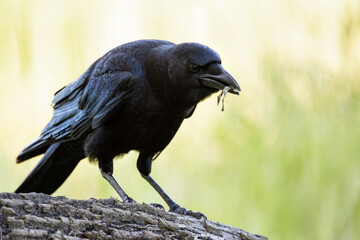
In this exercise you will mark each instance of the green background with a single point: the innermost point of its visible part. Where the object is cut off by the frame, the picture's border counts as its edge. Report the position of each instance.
(283, 160)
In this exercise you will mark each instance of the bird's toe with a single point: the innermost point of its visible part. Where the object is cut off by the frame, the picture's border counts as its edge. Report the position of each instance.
(183, 211)
(157, 205)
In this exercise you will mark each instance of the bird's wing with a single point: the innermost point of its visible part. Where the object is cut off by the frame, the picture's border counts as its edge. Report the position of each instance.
(87, 102)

---

GOAL OF THE EXERCISE: Reproduce the records above word for word, including every coordinate pair, and omit the pictures.

OUTPUT BELOW:
In this exercise you will mark each instance of the green background with a single point: the innermost point of its visible part. Where the object is cut off by the frame, the picture's border counts as its edge. Report the position of each instance.
(283, 160)
In this exercise you will mark each instance of the bird's toe with a single point: the innermost point of its visible part. Where the object is cut off by the frame, the picture's border counts as its edge. Report the position of each instance.
(183, 211)
(157, 205)
In this exercise you will mark each instance of the bird's wing with a single point: the innermost point of its visible part. Where the object is cut off by the frame, the picture's border counts as its edge. Report the position of each instance.
(87, 102)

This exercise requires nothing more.